ITEMS:

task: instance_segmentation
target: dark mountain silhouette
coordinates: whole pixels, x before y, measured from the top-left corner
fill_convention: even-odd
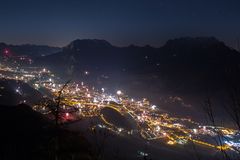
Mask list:
[[[154,74],[174,84],[178,80],[191,83],[201,80],[207,84],[223,80],[226,71],[238,67],[239,60],[237,51],[216,38],[185,37],[169,40],[160,48],[116,47],[104,40],[75,40],[62,52],[39,58],[37,64],[61,73],[71,69],[76,74],[83,70]]]
[[[88,47],[83,47],[85,44]],[[240,79],[239,63],[240,53],[214,37],[172,39],[159,48],[76,40],[62,52],[36,60],[36,65],[48,66],[62,77],[75,76],[95,86],[123,88],[130,96],[148,97],[169,110],[170,106],[181,107],[184,114],[192,108],[166,104],[162,99],[180,96],[186,104],[200,108],[208,92],[218,96],[228,93],[232,80]],[[84,76],[85,70],[91,75]]]
[[[62,50],[59,47],[50,47],[46,45],[32,45],[32,44],[8,45],[5,43],[0,43],[1,56],[5,49],[9,50],[11,56],[24,55],[24,56],[29,56],[30,58],[46,56]]]

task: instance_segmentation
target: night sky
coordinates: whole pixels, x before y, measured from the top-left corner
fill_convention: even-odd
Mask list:
[[[182,36],[240,38],[239,0],[1,0],[0,41],[65,46],[76,38],[161,46]]]

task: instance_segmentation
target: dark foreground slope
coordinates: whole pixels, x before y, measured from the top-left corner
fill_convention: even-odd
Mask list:
[[[56,129],[27,105],[1,105],[0,114],[1,160],[47,160],[56,157],[67,160],[71,157],[89,157],[89,144],[84,138],[78,133]]]

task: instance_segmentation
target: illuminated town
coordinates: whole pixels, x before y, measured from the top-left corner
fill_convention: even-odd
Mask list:
[[[85,74],[88,74],[88,71]],[[44,88],[50,95],[44,96],[43,99],[50,100],[59,96],[59,91],[66,83],[47,68],[23,67],[6,61],[0,64],[0,77],[23,81],[40,92]],[[15,91],[17,94],[23,94],[21,87],[16,88]],[[46,94],[43,93],[43,95]],[[219,151],[237,152],[240,149],[240,133],[237,130],[220,126],[205,126],[189,118],[171,117],[160,111],[159,106],[151,104],[146,98],[132,99],[121,90],[110,94],[106,92],[105,88],[96,89],[85,85],[84,82],[78,84],[71,81],[66,84],[61,96],[62,123],[98,117],[101,119],[101,123],[91,127],[105,128],[114,134],[140,135],[145,140],[159,140],[168,145],[194,143]],[[24,101],[24,103],[28,102]],[[44,101],[31,105],[34,110],[51,118],[51,110],[44,104]],[[112,123],[103,114],[104,109],[113,110],[131,121],[133,125],[125,127]],[[217,138],[219,133],[223,135],[221,137],[223,143],[209,141],[211,138]]]

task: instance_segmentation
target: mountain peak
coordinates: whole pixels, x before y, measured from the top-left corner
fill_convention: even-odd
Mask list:
[[[66,46],[67,49],[71,50],[110,47],[113,46],[108,41],[101,39],[76,39]]]

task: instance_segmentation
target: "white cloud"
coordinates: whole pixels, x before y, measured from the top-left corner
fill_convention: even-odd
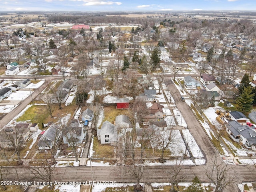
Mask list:
[[[19,7],[18,8],[16,8],[15,10],[16,11],[25,11],[26,10],[28,10],[27,9],[25,9],[24,8],[21,8],[20,7]]]
[[[158,9],[158,11],[172,11],[173,10],[172,9]]]
[[[122,3],[121,2],[114,2],[114,1],[84,1],[87,2],[84,3],[83,5],[84,6],[100,6],[100,5],[112,5],[113,4],[116,4],[118,5],[120,5]]]
[[[137,6],[138,8],[144,8],[145,7],[150,7],[150,6],[149,5],[138,5]]]

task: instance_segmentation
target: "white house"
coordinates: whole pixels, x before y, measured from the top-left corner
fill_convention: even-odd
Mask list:
[[[9,96],[12,92],[12,89],[7,87],[4,87],[0,89],[0,101]]]
[[[20,71],[20,68],[17,67],[14,67],[5,71],[6,75],[13,75]]]
[[[232,120],[237,121],[242,125],[245,125],[247,122],[250,122],[249,118],[239,111],[232,111],[229,114]]]
[[[97,132],[98,139],[100,140],[101,144],[114,144],[117,140],[117,131],[115,126],[108,121],[103,122]]]
[[[221,90],[213,82],[211,82],[208,85],[206,88],[206,89],[207,91],[216,91],[218,94],[220,94]]]

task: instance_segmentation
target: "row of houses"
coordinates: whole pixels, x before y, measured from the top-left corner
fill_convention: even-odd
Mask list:
[[[27,79],[24,80],[17,81],[14,84],[8,87],[4,87],[0,89],[0,100],[8,97],[13,91],[16,91],[20,89],[24,88],[31,83],[31,80],[29,79]]]

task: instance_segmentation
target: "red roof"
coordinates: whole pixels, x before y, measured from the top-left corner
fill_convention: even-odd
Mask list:
[[[76,25],[72,26],[71,28],[72,29],[80,29],[83,28],[84,29],[89,29],[90,28],[90,25]]]

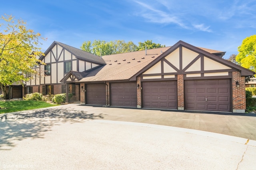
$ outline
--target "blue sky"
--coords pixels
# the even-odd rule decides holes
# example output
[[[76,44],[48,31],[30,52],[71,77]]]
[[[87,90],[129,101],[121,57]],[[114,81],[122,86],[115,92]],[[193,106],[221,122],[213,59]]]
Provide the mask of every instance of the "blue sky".
[[[27,28],[80,48],[84,41],[148,40],[166,46],[181,40],[193,45],[237,54],[246,37],[256,34],[255,0],[14,0],[0,14],[26,21]]]

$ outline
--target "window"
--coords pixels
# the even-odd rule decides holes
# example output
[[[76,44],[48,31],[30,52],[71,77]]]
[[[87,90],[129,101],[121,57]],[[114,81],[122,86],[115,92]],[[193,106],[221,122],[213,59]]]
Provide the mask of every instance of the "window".
[[[68,85],[68,93],[76,95],[76,85]],[[66,85],[61,85],[61,93],[66,93]]]
[[[64,73],[68,73],[70,70],[71,70],[71,61],[65,62]]]
[[[53,86],[52,85],[46,85],[42,86],[42,94],[44,95],[53,95]]]
[[[48,64],[44,65],[44,74],[45,75],[51,74],[51,64]]]
[[[27,87],[27,94],[33,93],[33,87],[32,86]]]
[[[61,85],[61,93],[66,93],[66,85]]]

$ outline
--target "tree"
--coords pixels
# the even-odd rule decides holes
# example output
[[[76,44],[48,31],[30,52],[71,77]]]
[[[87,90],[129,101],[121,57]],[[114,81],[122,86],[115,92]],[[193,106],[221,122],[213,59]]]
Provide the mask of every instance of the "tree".
[[[145,41],[144,42],[139,42],[139,45],[137,48],[137,51],[145,50],[145,46],[147,46],[147,49],[152,49],[153,48],[160,48],[161,47],[165,47],[165,45],[161,45],[159,43],[156,44],[152,43],[152,40],[148,40]]]
[[[236,60],[238,64],[253,71],[256,71],[256,35],[247,37],[238,47]]]
[[[238,63],[236,60],[236,54],[231,54],[229,58],[227,59],[227,60],[232,62],[233,63],[234,63],[236,64],[238,64]]]
[[[84,42],[80,48],[89,53],[102,56],[133,51],[136,51],[137,45],[132,42],[126,43],[124,40],[107,42],[94,40],[92,43],[90,41]]]
[[[36,56],[43,54],[38,47],[40,34],[27,29],[26,22],[6,14],[0,19],[0,87],[7,99],[12,85],[23,84],[36,73],[35,66],[42,63]]]

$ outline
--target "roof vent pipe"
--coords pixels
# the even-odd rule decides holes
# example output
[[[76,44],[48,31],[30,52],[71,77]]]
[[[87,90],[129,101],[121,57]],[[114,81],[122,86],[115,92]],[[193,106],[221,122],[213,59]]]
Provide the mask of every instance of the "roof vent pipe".
[[[145,55],[147,55],[147,46],[145,46]]]

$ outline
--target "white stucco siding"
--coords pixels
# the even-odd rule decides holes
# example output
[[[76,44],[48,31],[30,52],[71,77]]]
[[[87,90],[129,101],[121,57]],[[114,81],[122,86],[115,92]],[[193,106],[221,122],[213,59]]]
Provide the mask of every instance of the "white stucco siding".
[[[77,65],[76,64],[76,60],[72,61],[72,70],[77,71]]]
[[[44,65],[41,65],[40,66],[40,69],[42,70],[41,72],[41,84],[44,84]]]
[[[182,50],[182,69],[192,61],[199,54],[184,47]]]
[[[52,77],[52,83],[57,83],[57,63],[52,63],[52,73],[51,77]]]
[[[161,73],[161,61],[159,61],[151,68],[146,71],[143,75],[148,74],[157,74]]]
[[[88,70],[92,68],[92,63],[88,62],[85,62],[85,70]]]
[[[165,62],[164,61],[164,73],[176,73],[177,71]]]
[[[165,57],[165,59],[178,69],[180,68],[180,49],[175,49]]]
[[[58,80],[57,83],[60,83],[60,81],[64,77],[64,63],[58,63]]]
[[[71,53],[65,50],[65,60],[69,60],[71,59]]]
[[[47,54],[44,57],[44,63],[49,63],[51,62],[51,53]]]

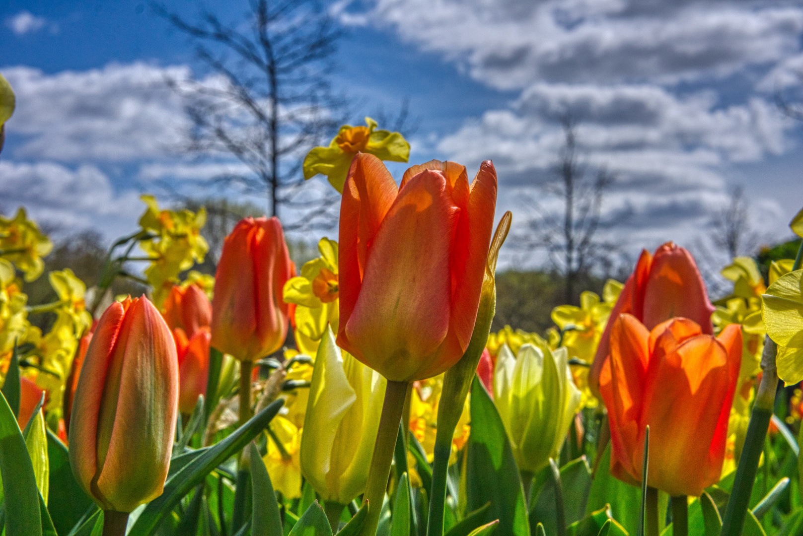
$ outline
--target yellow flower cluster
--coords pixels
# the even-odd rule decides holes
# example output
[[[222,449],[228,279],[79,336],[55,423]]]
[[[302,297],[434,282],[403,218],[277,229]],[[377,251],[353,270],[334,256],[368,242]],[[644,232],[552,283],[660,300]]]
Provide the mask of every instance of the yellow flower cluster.
[[[0,258],[12,262],[26,281],[34,281],[42,274],[45,267],[42,258],[52,250],[53,242],[35,221],[28,219],[22,207],[13,218],[0,216]]]
[[[349,168],[357,152],[368,152],[380,160],[406,162],[410,144],[399,132],[377,130],[377,122],[365,118],[365,127],[340,127],[328,147],[316,147],[304,160],[304,177],[325,175],[335,189],[343,193]]]
[[[150,266],[145,274],[153,286],[153,303],[161,307],[178,274],[193,265],[202,262],[209,250],[201,229],[206,223],[206,209],[160,209],[156,198],[150,195],[140,197],[147,209],[140,217],[140,226],[153,238],[140,242],[140,247],[148,255]]]
[[[283,295],[291,308],[296,345],[302,354],[315,355],[326,326],[337,333],[340,301],[337,283],[337,242],[323,238],[318,242],[320,257],[305,262],[301,275],[284,284]]]

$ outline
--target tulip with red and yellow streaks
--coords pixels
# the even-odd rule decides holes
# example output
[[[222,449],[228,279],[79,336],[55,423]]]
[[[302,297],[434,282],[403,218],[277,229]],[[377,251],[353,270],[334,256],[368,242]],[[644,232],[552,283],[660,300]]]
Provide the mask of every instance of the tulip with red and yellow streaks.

AIM:
From the material above, pick out and copy each line that contains the word "with".

ANSWER IN FULL:
--target tulip with red and yellow streaks
Provide the mask of every instance of the tulip with red and yellow streaks.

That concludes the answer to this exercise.